> **Task directions**:
In the listing below, find the line holding "positive clicks: (829, 312)" and the line holding "197L814 189L779 205L782". Write out those two lines and all lines between, exactly, and nothing more.
--
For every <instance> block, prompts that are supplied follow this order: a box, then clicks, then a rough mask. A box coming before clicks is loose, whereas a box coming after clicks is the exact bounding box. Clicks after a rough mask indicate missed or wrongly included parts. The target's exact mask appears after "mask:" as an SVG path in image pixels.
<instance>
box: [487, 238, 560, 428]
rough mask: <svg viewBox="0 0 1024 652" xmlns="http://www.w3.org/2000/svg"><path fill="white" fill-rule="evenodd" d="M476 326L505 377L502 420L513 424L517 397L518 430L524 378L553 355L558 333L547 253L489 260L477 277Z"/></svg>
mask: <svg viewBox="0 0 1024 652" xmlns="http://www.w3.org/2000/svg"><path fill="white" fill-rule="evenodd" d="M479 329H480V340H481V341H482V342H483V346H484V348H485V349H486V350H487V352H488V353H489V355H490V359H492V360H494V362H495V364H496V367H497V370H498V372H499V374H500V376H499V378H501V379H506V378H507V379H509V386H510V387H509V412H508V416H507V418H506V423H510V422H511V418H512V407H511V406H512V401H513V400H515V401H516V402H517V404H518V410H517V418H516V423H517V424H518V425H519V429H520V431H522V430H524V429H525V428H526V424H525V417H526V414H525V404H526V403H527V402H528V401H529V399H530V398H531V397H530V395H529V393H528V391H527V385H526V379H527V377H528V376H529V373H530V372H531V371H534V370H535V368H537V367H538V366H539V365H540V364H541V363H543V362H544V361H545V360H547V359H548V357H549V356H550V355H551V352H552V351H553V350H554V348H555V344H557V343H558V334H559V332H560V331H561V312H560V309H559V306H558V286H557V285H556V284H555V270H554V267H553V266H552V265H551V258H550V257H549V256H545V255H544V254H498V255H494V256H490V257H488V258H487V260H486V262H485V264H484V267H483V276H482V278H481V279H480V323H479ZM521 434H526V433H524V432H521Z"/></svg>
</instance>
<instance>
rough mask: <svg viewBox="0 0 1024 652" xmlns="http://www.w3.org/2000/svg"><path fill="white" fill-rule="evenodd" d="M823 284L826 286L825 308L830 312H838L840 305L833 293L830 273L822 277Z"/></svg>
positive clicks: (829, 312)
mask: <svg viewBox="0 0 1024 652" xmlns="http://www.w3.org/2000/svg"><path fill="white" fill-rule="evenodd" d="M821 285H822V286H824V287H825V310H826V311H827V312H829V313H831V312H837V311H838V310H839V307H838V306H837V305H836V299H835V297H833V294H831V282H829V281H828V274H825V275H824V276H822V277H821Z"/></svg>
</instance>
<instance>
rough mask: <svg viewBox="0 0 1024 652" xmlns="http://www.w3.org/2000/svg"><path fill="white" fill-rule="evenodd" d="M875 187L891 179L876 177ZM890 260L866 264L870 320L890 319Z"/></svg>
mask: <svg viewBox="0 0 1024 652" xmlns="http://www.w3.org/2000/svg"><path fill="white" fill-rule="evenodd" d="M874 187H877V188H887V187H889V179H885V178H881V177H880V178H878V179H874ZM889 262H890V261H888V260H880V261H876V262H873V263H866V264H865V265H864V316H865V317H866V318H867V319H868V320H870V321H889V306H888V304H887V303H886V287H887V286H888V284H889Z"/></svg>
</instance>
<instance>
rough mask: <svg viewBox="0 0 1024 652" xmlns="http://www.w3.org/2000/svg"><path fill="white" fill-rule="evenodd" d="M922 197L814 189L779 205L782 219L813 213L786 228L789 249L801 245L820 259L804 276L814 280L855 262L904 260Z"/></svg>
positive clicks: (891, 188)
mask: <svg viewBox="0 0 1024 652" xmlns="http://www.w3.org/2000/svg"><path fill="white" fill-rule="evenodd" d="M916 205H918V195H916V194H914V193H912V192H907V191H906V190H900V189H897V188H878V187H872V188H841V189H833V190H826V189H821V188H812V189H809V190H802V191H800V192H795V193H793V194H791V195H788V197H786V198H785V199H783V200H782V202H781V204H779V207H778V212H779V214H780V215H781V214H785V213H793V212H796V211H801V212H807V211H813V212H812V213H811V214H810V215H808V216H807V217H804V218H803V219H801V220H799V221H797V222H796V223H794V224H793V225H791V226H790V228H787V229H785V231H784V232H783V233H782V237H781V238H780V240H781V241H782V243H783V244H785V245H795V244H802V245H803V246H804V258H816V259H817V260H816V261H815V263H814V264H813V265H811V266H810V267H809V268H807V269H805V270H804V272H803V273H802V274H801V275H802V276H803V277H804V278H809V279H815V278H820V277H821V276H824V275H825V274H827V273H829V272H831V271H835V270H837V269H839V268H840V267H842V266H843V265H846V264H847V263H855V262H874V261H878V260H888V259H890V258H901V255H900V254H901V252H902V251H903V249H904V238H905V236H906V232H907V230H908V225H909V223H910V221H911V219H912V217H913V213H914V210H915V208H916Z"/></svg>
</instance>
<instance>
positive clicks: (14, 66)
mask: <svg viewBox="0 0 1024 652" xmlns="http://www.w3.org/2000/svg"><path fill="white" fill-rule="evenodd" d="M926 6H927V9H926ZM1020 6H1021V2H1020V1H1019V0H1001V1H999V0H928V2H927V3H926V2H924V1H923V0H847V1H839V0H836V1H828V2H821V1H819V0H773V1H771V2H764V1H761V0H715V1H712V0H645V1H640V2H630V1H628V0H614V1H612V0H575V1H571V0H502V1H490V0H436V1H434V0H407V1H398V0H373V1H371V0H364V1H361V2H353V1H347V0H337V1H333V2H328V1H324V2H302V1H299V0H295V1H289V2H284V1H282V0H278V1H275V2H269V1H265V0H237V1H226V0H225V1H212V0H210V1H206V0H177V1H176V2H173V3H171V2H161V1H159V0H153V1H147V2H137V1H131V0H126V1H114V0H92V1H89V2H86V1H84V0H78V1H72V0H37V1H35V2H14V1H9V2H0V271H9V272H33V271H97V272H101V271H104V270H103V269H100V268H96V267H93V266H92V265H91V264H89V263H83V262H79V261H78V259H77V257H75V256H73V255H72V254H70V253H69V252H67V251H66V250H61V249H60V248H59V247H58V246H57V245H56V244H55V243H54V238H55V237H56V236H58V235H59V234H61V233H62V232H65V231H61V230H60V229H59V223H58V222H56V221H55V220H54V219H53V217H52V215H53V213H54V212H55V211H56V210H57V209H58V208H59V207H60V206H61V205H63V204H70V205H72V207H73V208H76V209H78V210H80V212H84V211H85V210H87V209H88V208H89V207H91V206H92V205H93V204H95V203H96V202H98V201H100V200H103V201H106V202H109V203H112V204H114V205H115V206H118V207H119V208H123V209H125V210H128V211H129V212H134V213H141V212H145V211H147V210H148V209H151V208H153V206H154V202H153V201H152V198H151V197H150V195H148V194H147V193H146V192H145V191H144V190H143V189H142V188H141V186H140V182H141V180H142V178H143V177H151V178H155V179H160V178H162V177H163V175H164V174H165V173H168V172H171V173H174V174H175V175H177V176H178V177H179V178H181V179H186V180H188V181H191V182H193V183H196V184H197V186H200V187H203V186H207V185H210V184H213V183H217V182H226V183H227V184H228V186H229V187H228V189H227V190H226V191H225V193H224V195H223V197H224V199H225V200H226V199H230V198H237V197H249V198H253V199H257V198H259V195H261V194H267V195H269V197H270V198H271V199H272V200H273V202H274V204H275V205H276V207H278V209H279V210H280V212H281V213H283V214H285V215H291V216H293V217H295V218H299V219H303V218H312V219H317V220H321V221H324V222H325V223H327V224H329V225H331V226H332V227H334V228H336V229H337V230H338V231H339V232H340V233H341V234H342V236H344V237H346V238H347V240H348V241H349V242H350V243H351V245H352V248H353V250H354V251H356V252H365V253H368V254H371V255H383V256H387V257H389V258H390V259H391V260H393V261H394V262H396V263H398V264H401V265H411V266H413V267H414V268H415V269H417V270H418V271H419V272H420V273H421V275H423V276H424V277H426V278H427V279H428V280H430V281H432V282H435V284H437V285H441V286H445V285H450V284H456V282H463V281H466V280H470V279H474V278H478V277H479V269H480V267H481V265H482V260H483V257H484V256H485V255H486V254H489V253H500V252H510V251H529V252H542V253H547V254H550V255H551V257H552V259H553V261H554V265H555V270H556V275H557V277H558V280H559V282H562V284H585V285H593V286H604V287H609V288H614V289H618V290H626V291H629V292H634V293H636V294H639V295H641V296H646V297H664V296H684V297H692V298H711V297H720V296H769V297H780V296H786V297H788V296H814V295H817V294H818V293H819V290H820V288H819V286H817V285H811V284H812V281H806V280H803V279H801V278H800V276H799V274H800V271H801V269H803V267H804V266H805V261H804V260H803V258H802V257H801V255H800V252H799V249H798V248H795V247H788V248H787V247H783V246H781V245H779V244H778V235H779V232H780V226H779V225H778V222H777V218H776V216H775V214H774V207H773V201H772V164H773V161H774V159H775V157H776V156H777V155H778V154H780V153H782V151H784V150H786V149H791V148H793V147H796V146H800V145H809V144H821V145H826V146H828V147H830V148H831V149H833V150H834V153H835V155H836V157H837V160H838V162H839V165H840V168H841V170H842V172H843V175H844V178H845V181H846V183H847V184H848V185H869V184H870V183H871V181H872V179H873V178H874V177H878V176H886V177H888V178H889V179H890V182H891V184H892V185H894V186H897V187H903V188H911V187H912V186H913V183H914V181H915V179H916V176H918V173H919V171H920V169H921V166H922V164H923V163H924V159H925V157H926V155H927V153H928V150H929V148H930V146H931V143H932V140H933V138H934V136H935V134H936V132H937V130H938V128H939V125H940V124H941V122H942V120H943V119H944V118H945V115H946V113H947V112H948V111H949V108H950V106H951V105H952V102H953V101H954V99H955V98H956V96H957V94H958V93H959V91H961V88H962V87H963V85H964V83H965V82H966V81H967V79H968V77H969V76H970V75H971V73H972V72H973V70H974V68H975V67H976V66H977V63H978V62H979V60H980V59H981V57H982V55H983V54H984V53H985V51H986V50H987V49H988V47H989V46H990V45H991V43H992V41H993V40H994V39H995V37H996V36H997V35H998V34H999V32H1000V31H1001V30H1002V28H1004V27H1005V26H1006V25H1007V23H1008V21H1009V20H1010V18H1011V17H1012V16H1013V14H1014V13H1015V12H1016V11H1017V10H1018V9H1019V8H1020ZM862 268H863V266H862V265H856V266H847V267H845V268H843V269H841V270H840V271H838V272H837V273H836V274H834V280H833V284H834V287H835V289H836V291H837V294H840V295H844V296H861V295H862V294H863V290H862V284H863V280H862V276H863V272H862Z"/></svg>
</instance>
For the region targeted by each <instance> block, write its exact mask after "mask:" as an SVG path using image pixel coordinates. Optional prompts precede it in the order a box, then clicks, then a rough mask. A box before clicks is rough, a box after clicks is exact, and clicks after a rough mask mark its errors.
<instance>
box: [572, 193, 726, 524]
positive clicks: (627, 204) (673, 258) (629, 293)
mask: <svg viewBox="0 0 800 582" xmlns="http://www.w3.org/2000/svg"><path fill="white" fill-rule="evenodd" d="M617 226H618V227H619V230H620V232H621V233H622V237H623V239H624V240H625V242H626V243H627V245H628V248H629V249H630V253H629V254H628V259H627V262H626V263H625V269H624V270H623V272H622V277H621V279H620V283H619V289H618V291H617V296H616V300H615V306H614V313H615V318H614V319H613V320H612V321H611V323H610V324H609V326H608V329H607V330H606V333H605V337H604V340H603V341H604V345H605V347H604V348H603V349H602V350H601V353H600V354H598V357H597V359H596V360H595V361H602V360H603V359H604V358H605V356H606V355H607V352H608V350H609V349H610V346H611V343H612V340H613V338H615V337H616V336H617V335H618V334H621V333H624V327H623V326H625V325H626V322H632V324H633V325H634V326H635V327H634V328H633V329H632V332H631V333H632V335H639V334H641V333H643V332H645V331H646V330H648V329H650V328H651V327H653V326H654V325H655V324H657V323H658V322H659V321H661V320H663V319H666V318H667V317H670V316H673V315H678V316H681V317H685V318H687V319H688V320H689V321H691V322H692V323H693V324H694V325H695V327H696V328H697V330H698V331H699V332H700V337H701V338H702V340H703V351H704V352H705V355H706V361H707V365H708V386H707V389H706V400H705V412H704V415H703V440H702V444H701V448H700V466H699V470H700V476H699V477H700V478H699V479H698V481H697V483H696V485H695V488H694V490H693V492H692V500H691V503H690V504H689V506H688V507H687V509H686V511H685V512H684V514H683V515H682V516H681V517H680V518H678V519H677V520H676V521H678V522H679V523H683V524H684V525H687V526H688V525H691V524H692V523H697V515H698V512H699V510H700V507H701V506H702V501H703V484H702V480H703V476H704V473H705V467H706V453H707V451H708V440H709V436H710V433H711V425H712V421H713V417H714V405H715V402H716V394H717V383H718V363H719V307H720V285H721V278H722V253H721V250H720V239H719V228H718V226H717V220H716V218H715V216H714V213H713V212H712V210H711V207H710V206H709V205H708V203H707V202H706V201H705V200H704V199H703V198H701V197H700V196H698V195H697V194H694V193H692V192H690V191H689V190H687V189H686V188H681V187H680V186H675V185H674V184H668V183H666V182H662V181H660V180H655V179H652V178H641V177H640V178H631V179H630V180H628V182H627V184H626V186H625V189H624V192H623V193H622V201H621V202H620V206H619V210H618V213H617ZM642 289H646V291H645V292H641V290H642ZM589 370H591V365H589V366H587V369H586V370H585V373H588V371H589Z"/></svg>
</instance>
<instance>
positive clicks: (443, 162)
--
> **Your response**:
positive clicks: (829, 312)
mask: <svg viewBox="0 0 1024 652" xmlns="http://www.w3.org/2000/svg"><path fill="white" fill-rule="evenodd" d="M821 285H822V286H824V287H825V310H826V311H827V312H829V313H831V312H837V311H838V310H839V307H838V306H837V305H836V299H835V297H833V294H831V282H829V281H828V274H825V275H824V276H822V277H821Z"/></svg>
</instance>
<instance>
rough mask: <svg viewBox="0 0 1024 652" xmlns="http://www.w3.org/2000/svg"><path fill="white" fill-rule="evenodd" d="M875 187L891 179L876 177ZM890 260L866 264L870 320L890 319Z"/></svg>
mask: <svg viewBox="0 0 1024 652" xmlns="http://www.w3.org/2000/svg"><path fill="white" fill-rule="evenodd" d="M874 187H877V188H887V187H889V179H885V178H881V177H880V178H878V179H874ZM889 262H890V261H888V260H880V261H876V262H873V263H866V264H865V265H864V316H865V317H866V318H867V319H868V320H870V321H889V306H888V304H887V303H886V287H887V286H888V284H889Z"/></svg>
</instance>
<instance>
rough mask: <svg viewBox="0 0 1024 652" xmlns="http://www.w3.org/2000/svg"><path fill="white" fill-rule="evenodd" d="M922 197L814 189L779 205L782 219L813 213L786 228L789 249L801 245L820 259L804 276L814 280L855 262L904 260Z"/></svg>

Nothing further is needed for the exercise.